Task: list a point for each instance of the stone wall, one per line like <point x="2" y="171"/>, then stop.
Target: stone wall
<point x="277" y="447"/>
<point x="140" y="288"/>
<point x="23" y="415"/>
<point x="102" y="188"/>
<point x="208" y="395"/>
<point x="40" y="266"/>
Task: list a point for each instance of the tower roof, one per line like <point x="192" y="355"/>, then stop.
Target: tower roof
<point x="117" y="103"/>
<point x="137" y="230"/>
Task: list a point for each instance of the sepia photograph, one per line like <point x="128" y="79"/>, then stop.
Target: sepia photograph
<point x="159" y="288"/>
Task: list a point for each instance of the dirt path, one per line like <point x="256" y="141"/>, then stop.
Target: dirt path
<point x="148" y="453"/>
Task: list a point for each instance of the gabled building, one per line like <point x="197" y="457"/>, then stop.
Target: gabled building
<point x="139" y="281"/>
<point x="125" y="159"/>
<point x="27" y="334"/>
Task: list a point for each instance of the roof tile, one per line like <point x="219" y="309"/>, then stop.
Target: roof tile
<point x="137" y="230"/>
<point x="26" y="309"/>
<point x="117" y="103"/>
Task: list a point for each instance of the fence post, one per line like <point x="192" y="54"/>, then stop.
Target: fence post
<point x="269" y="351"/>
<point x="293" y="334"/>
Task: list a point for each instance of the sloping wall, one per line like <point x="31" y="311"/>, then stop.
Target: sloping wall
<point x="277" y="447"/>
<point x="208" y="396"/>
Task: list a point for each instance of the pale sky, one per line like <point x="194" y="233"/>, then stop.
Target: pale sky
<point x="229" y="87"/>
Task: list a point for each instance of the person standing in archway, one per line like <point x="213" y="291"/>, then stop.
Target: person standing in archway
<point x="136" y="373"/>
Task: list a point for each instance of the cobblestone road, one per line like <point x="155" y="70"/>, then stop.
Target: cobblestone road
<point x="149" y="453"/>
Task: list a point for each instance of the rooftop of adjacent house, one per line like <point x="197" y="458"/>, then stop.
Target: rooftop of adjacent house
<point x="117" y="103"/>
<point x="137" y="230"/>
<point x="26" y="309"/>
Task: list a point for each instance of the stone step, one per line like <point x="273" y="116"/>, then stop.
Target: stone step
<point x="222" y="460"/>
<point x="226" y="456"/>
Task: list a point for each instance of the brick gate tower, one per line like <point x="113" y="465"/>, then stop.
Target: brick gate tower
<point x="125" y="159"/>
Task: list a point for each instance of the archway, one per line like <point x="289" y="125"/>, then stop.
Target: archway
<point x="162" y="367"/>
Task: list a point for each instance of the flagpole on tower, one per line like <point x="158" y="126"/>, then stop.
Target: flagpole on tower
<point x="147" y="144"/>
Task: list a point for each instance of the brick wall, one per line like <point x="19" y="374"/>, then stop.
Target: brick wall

▶ **WORK TASK**:
Would you retype the listing above in full, exactly as it reads?

▶ **RESULT OF THE TASK**:
Task: list a point for each instance of the stone wall, one per line like <point x="2" y="171"/>, then stop.
Target: stone wall
<point x="277" y="447"/>
<point x="140" y="288"/>
<point x="23" y="415"/>
<point x="102" y="188"/>
<point x="208" y="395"/>
<point x="40" y="266"/>
Task: list a point for each instance of the tower roof, one per line like <point x="192" y="355"/>, then stop.
Target: tower roof
<point x="117" y="103"/>
<point x="137" y="230"/>
Task: list a point for each instance of the sepia photograph, one per line like <point x="128" y="79"/>, then stop.
Target: sepia photograph
<point x="159" y="288"/>
Task: list a point for each instance of the dirt path, one per line like <point x="256" y="141"/>, then stop.
Target: dirt path
<point x="148" y="453"/>
Task: list a point for each instance of the gabled building, one per line like <point x="197" y="457"/>, then stop.
Target: gabled building
<point x="139" y="281"/>
<point x="125" y="159"/>
<point x="27" y="334"/>
Task: list a point for each instance of the roof tile, one per line like <point x="219" y="309"/>, then stop.
Target: roof tile
<point x="137" y="230"/>
<point x="26" y="309"/>
<point x="117" y="103"/>
Task: list a point for each instance of the fence post, one per line like <point x="192" y="54"/>, then stop.
Target: fence post
<point x="269" y="351"/>
<point x="293" y="334"/>
Task: list a point for each instance of the sloping wall, one per line like <point x="31" y="311"/>, then stop.
Target: sloping wall
<point x="277" y="447"/>
<point x="208" y="396"/>
Task: list a point for each instance of the pale sky, one per line like <point x="194" y="233"/>, then stop.
Target: pale sky
<point x="229" y="87"/>
Task: list a point for each instance of the person standing in archway, one per line like <point x="213" y="291"/>, then stop.
Target: person standing in archway
<point x="136" y="373"/>
Task: list a point for each instance of the cobblestone road, one per line like <point x="155" y="70"/>, then stop.
Target: cobblestone road
<point x="149" y="453"/>
Task: list a point for each instance of the rooftop of adjacent house, one per line like <point x="197" y="458"/>, then stop.
Target: rooftop of adjacent house
<point x="117" y="103"/>
<point x="137" y="230"/>
<point x="26" y="309"/>
Task: list a point for each instance of the stone step, one per line like <point x="273" y="116"/>, then stop.
Target: stone step
<point x="222" y="460"/>
<point x="226" y="456"/>
Task: list a point for each instance of the brick gate tower, one per line like <point x="113" y="465"/>, then stop.
Target: brick gate tower
<point x="125" y="159"/>
Task: list a point for each instance of the archway, one per line like <point x="289" y="125"/>, then stop.
Target: archway
<point x="162" y="367"/>
Task: list a point for each instance of the flagpole on tower, one per line like <point x="158" y="126"/>, then stop.
Target: flagpole on tower
<point x="147" y="144"/>
Task: list a point for each instance of the brick wall, one per line like <point x="19" y="374"/>, then stop.
Target: brick wall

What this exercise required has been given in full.